## Start EXCERPTED PASSAGE

# Can you guess what this is?



## Big Bully (Jul 12, 2008)

I just wondered if anyone could guess what this picture is. And wanted feedback on this picture. Thanks. :mrgreen:


----------



## bigalbest (Jul 12, 2008)

It almost looks like rocks in water, but I'm sure I'm wrong.


----------



## toofpaste (Jul 12, 2008)

Cow liver.


----------



## Big Bully (Jul 12, 2008)

Close, but yeah you are a little off.


----------



## toofpaste (Jul 12, 2008)

Would it be unethical if I hit on you in your own thread?


----------



## bigalbest (Jul 12, 2008)

:heart:


----------



## toofpaste (Jul 12, 2008)

Yes. Good guess bigalbest. It could be cow heart.


----------



## jeroen (Jul 12, 2008)

Apple or pear on sirup?


----------



## lostprophet (Jul 12, 2008)

is it the fingers of those people you kidnapped Meg?

photo seems a bit soft to me


----------



## jeroen (Jul 12, 2008)

callemaris?


----------



## Dmitri (Jul 12, 2008)

French fries


----------



## Easy_Target (Jul 12, 2008)

spicy pickled eyeball


----------



## Big Bully (Jul 12, 2008)

lostprophet said:


> is it the fingers of those people you kidnapped Meg?
> 
> photo seems a bit soft to me


 

Shhhhh don't tell, nobody knows about _THOSE _people....

## End EXCERPTED PASSAGE
## Start MATERIAL SUPPLIED

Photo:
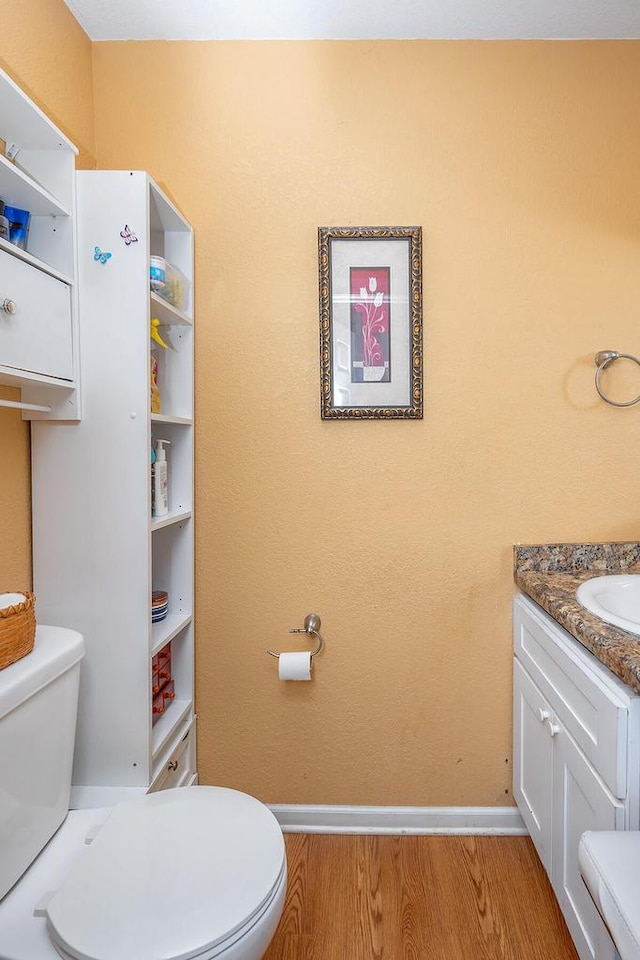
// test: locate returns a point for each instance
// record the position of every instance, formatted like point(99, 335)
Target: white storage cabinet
point(576, 759)
point(98, 553)
point(38, 307)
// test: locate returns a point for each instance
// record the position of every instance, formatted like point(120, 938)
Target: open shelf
point(19, 190)
point(167, 629)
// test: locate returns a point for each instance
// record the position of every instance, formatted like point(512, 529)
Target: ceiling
point(356, 19)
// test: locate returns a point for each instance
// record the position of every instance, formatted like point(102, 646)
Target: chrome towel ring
point(604, 359)
point(312, 624)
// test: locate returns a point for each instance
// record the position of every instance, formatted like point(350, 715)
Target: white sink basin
point(614, 598)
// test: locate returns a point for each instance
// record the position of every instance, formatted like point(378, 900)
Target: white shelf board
point(159, 522)
point(167, 418)
point(167, 629)
point(165, 727)
point(168, 315)
point(19, 190)
point(24, 123)
point(29, 258)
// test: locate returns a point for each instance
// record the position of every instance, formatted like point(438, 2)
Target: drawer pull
point(553, 728)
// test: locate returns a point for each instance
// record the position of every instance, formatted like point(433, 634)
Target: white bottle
point(160, 481)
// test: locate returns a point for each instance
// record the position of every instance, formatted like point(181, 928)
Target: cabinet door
point(36, 336)
point(533, 761)
point(581, 802)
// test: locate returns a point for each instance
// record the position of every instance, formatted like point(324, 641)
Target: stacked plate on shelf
point(159, 605)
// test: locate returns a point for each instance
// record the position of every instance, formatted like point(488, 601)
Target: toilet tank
point(38, 708)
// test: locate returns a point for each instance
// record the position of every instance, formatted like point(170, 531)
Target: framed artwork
point(370, 323)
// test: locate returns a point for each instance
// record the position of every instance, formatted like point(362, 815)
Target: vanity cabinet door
point(581, 802)
point(533, 761)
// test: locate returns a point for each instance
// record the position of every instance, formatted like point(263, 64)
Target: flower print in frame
point(370, 322)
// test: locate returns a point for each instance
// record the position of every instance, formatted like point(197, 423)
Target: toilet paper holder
point(312, 625)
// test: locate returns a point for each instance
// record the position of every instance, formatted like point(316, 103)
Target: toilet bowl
point(193, 873)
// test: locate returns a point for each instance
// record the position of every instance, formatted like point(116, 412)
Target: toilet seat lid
point(170, 875)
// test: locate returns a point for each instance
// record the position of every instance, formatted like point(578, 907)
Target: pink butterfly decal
point(128, 235)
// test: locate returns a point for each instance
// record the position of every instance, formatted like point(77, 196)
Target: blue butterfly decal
point(128, 235)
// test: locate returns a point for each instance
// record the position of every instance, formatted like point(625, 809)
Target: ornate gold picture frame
point(370, 323)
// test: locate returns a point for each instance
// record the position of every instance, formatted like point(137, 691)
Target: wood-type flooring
point(418, 898)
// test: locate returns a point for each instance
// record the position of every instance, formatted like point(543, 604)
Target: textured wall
point(520, 161)
point(44, 50)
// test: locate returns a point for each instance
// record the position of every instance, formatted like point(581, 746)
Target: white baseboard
point(303, 818)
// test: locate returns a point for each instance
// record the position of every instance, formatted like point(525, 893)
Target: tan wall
point(47, 54)
point(520, 161)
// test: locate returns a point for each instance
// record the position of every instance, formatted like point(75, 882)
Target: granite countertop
point(551, 573)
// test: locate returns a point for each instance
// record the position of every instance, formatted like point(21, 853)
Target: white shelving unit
point(98, 552)
point(38, 297)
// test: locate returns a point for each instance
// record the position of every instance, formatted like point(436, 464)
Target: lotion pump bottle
point(160, 484)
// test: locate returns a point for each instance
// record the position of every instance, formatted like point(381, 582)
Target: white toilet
point(194, 873)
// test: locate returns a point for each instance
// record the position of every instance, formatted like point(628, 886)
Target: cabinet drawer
point(37, 337)
point(584, 695)
point(180, 769)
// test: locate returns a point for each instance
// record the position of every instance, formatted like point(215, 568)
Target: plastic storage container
point(168, 282)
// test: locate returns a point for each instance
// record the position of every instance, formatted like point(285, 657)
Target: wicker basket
point(17, 630)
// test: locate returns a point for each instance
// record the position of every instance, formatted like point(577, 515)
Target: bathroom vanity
point(576, 730)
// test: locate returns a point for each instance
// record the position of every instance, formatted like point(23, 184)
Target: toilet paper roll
point(294, 666)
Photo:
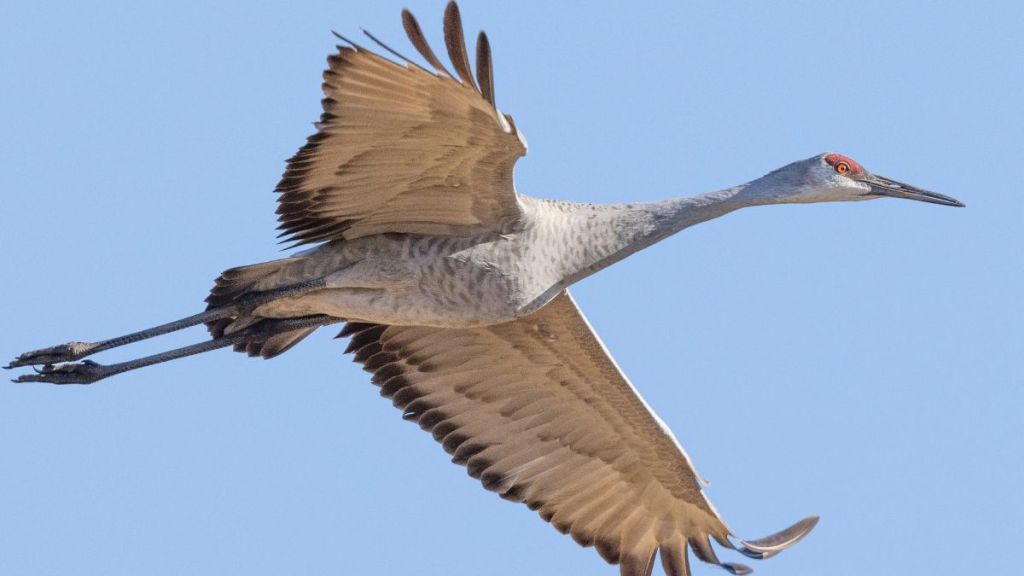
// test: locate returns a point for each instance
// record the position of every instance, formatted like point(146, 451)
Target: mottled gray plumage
point(454, 290)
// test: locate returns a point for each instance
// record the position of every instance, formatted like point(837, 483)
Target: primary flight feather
point(453, 290)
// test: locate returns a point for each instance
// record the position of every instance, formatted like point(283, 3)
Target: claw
point(84, 372)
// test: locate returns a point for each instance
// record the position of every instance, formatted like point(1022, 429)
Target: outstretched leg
point(77, 351)
point(86, 372)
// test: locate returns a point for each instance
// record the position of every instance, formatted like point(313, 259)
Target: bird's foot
point(53, 355)
point(84, 372)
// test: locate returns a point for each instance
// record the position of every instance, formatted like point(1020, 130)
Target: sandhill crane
point(454, 292)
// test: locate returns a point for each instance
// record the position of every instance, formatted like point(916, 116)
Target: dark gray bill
point(882, 186)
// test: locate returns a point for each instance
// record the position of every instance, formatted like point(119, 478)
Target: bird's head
point(834, 177)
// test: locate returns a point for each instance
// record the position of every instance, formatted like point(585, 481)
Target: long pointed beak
point(882, 186)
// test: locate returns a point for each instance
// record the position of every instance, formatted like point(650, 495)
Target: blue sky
point(861, 362)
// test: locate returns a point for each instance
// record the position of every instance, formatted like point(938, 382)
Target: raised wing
point(541, 414)
point(402, 150)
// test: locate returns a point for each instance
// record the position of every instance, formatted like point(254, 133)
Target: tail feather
point(275, 344)
point(237, 282)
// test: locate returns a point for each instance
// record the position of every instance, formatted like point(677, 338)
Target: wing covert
point(539, 412)
point(399, 149)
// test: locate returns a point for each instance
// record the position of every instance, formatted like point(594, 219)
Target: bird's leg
point(77, 351)
point(86, 372)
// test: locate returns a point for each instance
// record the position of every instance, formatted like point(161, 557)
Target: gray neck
point(627, 229)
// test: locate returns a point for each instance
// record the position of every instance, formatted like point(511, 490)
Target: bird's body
point(453, 290)
point(491, 278)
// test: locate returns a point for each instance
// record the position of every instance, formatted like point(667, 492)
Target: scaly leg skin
point(53, 355)
point(77, 351)
point(87, 372)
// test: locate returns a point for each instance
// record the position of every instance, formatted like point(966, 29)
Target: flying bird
point(453, 291)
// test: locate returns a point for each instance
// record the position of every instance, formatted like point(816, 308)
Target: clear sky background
point(862, 362)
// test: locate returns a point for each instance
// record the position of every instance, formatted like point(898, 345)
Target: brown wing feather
point(401, 150)
point(484, 68)
point(455, 41)
point(540, 413)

## End MATERIAL SUPPLIED

SHORT EXERCISE: Please return the part of the picture-guessing thread above that starts with "I just wondered" and goes on through "sure I'm wrong.", copied word for word.

SOLUTION TO THIS PROBLEM:
I just wondered if anyone could guess what this picture is. And wanted feedback on this picture. Thanks. :mrgreen:


----------



## bigalbest (Jul 12, 2008)

It almost looks like rocks in water, but I'm sure I'm wrong.